GIVEN PASSAGE:
Of special note, especially for St. Louisans, is Italy, a center of sorts not just for dry-cured hams and delicious sausages but also for the technology that makes more rapid curing possible. Most of the equipment at Burger’s is made in Italy, and any St. Louisan worth his salt can understand why. If not, make the trek to The Hill and seek out the corner door at 5250 Daggett Ave. Enter and discover a world of Italian treasures brought to St. Louis more than 100 years ago. The Volpi family, like the Burgers, has taken family tradition and built a worldwide food empire. One breath of the well-seasoned air that fills the shop will leave you wondering what to try first. Start with the expertly prepared prosciutto and work your way out from there. It just might be the single best illustration of the flavor punch provided by the dry-curing process.
Outside that dry-curing belt, however, Mother Nature’s hands are tied and other methods for preserving meat were developed. It’s in the wet-curing process, which yields the Polish and Danish styles, that so many flavors have been introduced to the meat.
“In the city hams you can put any flavor profile you want just by the goody bag … the flavorings you choose to inject,” Burger said. “Maple ham, Cajun ham, just about anything.”
The seasonings are suspended in a fluid, then injected with multiple needles into the raw meat. That carries the cure to the center of the meat more quickly than the dry-curing process. The meat soaks for a few hours or a few days and later is smoked, yielding a moist meat with only a moderate saltiness. “It’s similar to the difference between a mild Cheddar and a super sharp,” Burger said.
In Pacific, Mo., Glenda Hoerstkamp and her brother Greig Gatzert run Double G Brands, curing hams in the German tradition their father Glenn taught them. Here hams are trimmed and seasoned with a wet cure, then left for about 24 hours before being slow smoked. The result is a juicy ham with a flavor enhanced by the seasoning of the hardwoods used in the smoker.

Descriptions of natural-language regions
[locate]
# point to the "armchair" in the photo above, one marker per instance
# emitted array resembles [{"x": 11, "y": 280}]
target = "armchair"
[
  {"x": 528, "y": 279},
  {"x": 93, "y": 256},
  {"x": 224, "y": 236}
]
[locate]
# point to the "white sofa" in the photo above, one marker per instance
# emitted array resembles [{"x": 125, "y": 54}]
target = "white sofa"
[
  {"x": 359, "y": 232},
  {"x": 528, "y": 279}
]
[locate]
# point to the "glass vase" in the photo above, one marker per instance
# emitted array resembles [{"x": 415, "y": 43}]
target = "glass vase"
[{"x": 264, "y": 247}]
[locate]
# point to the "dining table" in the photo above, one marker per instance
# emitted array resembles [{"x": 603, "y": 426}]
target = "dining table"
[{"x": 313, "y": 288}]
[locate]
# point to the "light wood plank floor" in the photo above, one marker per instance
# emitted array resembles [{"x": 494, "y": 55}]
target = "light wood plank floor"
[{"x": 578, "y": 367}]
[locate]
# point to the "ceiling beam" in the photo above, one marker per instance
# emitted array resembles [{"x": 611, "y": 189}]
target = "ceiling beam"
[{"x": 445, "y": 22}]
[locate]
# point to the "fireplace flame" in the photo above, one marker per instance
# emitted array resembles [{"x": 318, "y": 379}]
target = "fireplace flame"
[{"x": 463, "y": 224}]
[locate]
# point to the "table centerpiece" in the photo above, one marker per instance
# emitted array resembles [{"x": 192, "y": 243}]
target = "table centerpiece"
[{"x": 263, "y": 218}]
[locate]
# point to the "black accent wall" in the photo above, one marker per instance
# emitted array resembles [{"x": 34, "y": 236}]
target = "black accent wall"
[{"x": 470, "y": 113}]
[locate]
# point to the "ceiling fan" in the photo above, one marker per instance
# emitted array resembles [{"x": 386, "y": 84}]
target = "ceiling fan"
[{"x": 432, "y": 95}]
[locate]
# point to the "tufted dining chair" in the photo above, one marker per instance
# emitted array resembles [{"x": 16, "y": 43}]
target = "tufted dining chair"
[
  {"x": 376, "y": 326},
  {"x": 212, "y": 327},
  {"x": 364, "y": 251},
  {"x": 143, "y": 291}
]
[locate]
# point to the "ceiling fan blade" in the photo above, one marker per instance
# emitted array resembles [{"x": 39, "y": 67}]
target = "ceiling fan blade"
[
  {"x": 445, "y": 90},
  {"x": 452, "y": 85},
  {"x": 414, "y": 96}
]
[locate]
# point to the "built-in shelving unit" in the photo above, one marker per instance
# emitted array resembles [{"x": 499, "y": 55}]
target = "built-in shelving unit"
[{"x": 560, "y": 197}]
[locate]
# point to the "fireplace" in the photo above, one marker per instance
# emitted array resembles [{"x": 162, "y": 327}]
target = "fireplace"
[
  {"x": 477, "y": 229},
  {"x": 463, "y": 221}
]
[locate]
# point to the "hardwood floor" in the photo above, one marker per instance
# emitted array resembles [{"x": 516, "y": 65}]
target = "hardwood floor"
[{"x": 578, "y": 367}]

WORK ORDER 1:
Translate this sentence from the ham-curing passage into Spanish: "The seasonings are suspended in a fluid, then injected with multiple needles into the raw meat."
WORK ORDER 2:
Reproduce the ham-curing passage word for word. Begin at the words "The seasonings are" and stop after the words "in the smoker.".
WORK ORDER 3:
In the ham-curing passage, how long are the Double G Brands hams left after the wet cure before they are slow smoked?

EXERCISE RESPONSE 1:
Los condimentos se suspenden en un líquido y luego se inyectan con varias agujas en la carne cruda.

EXERCISE RESPONSE 2:
The seasonings are suspended in a fluid, then injected with multiple needles into the raw meat. That carries the cure to the center of the meat more quickly than the dry-curing process. The meat soaks for a few hours or a few days and later is smoked, yielding a moist meat with only a moderate saltiness. “It’s similar to the difference between a mild Cheddar and a super sharp,” Burger said.
In Pacific, Mo., Glenda Hoerstkamp and her brother Greig Gatzert run Double G Brands, curing hams in the German tradition their father Glenn taught them. Here hams are trimmed and seasoned with a wet cure, then left for about 24 hours before being slow smoked. The result is a juicy ham with a flavor enhanced by the seasoning of the hardwoods used in the smoker.

EXERCISE RESPONSE 3:
About 24 hours.